Dataset entries
>>>

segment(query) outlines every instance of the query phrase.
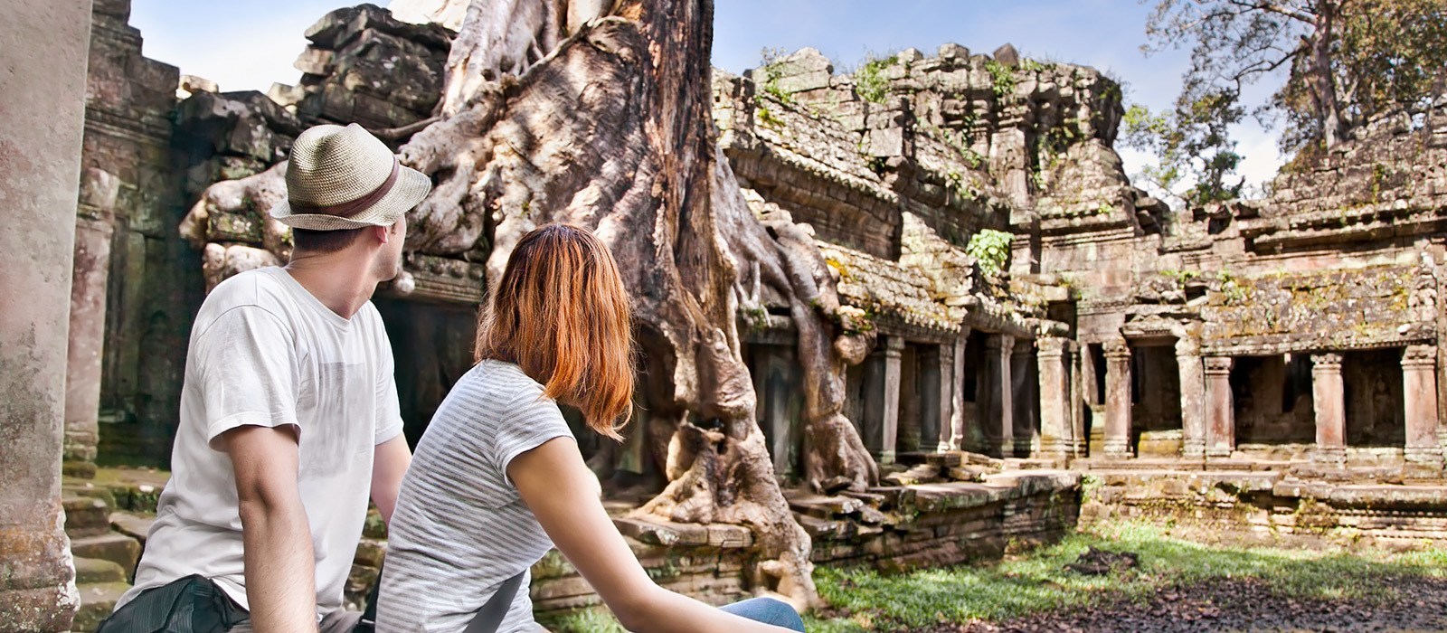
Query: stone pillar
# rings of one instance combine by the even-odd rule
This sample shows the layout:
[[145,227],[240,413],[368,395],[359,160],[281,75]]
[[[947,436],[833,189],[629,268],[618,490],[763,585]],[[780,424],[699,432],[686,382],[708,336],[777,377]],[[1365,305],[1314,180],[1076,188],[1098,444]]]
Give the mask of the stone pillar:
[[61,455],[90,0],[0,3],[0,630],[65,632]]
[[904,340],[888,337],[884,340],[884,416],[883,435],[880,441],[880,462],[894,462],[894,447],[899,444],[900,432],[900,353],[904,351]]
[[990,397],[987,423],[994,425],[996,451],[1000,457],[1014,457],[1014,397],[1010,389],[1010,357],[1014,354],[1014,337],[991,334],[985,340],[985,363],[991,374],[990,386],[996,393]]
[[959,338],[955,338],[954,367],[949,379],[949,438],[948,445],[941,431],[941,444],[945,451],[959,451],[965,448],[965,344],[969,343],[969,328],[961,328]]
[[[958,354],[955,348],[959,345],[964,345],[964,343],[939,345],[939,354],[936,354],[936,361],[939,363],[939,442],[935,444],[935,452],[949,451],[955,435],[955,390],[959,384],[959,377],[955,376],[955,356]],[[964,396],[961,395],[962,399]]]
[[1066,340],[1036,338],[1040,363],[1040,454],[1065,457],[1075,452],[1075,419],[1071,410],[1071,377]]
[[1208,356],[1205,361],[1205,457],[1230,457],[1236,449],[1236,400],[1231,397],[1234,358]]
[[1014,400],[1014,455],[1030,455],[1036,449],[1035,413],[1039,408],[1037,377],[1032,371],[1035,343],[1016,341],[1010,354],[1010,392]]
[[1069,341],[1069,412],[1071,412],[1071,457],[1085,452],[1085,374],[1082,364],[1085,345]]
[[1437,345],[1408,345],[1402,353],[1402,405],[1406,461],[1441,464],[1437,444]]
[[1130,457],[1130,345],[1106,344],[1106,457]]
[[1181,452],[1205,455],[1205,373],[1201,343],[1185,335],[1176,340],[1176,370],[1181,373]]
[[100,441],[97,418],[101,351],[106,343],[106,283],[110,279],[110,240],[114,234],[109,210],[114,207],[119,181],[107,172],[88,169],[84,185],[80,217],[75,218],[75,266],[71,277],[65,471],[94,477],[96,444]]
[[1312,457],[1341,464],[1347,457],[1347,408],[1341,383],[1341,354],[1311,354],[1311,406],[1317,413]]

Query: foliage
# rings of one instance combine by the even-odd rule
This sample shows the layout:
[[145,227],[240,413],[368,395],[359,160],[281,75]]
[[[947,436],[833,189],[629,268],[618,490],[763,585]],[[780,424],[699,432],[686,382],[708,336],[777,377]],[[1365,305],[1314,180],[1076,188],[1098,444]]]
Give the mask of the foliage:
[[760,90],[765,94],[778,100],[778,103],[786,106],[794,104],[793,92],[778,87],[778,79],[783,78],[781,61],[786,58],[784,49],[781,48],[765,48],[760,52],[760,58],[764,64],[764,84]]
[[559,633],[627,633],[608,608],[595,607],[569,613],[547,621],[550,630]]
[[985,59],[985,72],[990,72],[990,84],[997,98],[1014,92],[1014,71],[994,59]]
[[1443,0],[1155,3],[1145,49],[1191,46],[1176,111],[1221,101],[1207,114],[1224,129],[1244,111],[1247,85],[1279,81],[1253,110],[1263,121],[1285,121],[1286,152],[1330,147],[1382,114],[1421,111],[1447,78]]
[[1215,280],[1220,282],[1221,299],[1226,305],[1242,305],[1246,303],[1246,286],[1231,275],[1230,270],[1221,270],[1215,275]]
[[1155,158],[1132,178],[1153,195],[1185,205],[1240,197],[1246,184],[1236,175],[1242,155],[1227,129],[1242,117],[1242,108],[1218,92],[1178,101],[1175,110],[1163,113],[1130,106],[1121,119],[1121,142]]
[[1000,275],[1004,270],[1006,262],[1010,260],[1010,236],[1006,231],[996,231],[993,228],[981,228],[969,237],[969,246],[965,247],[965,253],[980,263],[980,272],[987,276]]
[[884,97],[888,94],[888,79],[884,78],[884,69],[894,65],[899,61],[899,55],[875,56],[870,52],[864,56],[864,64],[860,64],[860,69],[854,71],[854,85],[870,103],[884,103]]
[[1176,270],[1176,269],[1162,270],[1160,275],[1166,276],[1172,282],[1176,282],[1178,286],[1184,286],[1187,285],[1187,282],[1198,279],[1201,276],[1198,270]]
[[784,127],[784,120],[774,116],[773,110],[768,110],[768,107],[765,106],[754,108],[754,116],[758,117],[758,123],[763,123],[768,127],[774,129]]
[[[1095,546],[1140,555],[1140,567],[1081,575],[1066,564]],[[1106,523],[1027,556],[988,567],[881,575],[873,569],[815,568],[819,594],[846,616],[812,619],[809,630],[929,629],[972,619],[1007,620],[1066,607],[1140,601],[1165,587],[1214,578],[1256,578],[1291,598],[1389,603],[1393,577],[1447,577],[1447,551],[1412,554],[1347,548],[1207,546],[1146,523]],[[1385,580],[1385,581],[1383,581]]]

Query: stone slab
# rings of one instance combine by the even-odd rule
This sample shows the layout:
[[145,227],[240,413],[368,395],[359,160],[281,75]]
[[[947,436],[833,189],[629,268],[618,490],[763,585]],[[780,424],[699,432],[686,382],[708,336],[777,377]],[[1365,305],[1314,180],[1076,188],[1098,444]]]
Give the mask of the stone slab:
[[130,585],[126,582],[97,582],[82,584],[78,588],[81,607],[75,611],[75,623],[71,630],[93,632],[101,620],[116,610],[116,601],[130,590]]
[[98,558],[75,558],[75,582],[77,584],[97,584],[97,582],[124,582],[126,571],[120,565],[111,561],[101,561]]
[[133,514],[129,512],[110,513],[110,528],[136,539],[142,546],[146,545],[146,535],[150,533],[150,523],[155,522],[156,517],[150,514]]
[[71,554],[114,562],[130,577],[136,569],[136,561],[140,559],[140,543],[130,536],[111,532],[71,541]]

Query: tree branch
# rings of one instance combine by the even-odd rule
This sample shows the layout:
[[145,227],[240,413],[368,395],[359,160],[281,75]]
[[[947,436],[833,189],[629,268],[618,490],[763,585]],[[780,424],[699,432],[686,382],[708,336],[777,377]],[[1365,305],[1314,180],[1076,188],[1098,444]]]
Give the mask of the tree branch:
[[1227,1],[1243,9],[1275,13],[1278,16],[1291,17],[1292,20],[1305,22],[1312,26],[1317,23],[1317,14],[1310,9],[1291,9],[1291,7],[1283,7],[1281,4],[1272,4],[1269,1],[1247,1],[1247,0],[1227,0]]

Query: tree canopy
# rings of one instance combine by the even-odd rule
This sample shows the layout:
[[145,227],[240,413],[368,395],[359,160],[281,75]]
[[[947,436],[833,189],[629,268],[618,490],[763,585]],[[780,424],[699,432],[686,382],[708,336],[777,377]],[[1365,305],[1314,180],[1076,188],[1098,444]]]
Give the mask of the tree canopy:
[[[1145,0],[1143,0],[1145,1]],[[1174,108],[1134,107],[1126,143],[1159,159],[1146,176],[1200,204],[1240,195],[1227,134],[1255,114],[1283,152],[1315,155],[1367,121],[1412,116],[1444,92],[1447,0],[1152,0],[1143,49],[1191,48]],[[1279,81],[1260,104],[1246,87]]]

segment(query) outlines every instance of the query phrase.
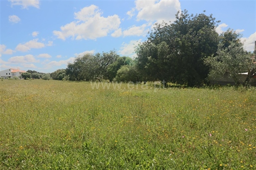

<<<

• _YOUR GOAL_: Pick out each line of the material above that contains the word "stone".

• _COMPLETE RESPONSE_:
Query: stone pillar
Give the mask of the stone pillar:
Query: stone slab
Give the mask of the stone slab:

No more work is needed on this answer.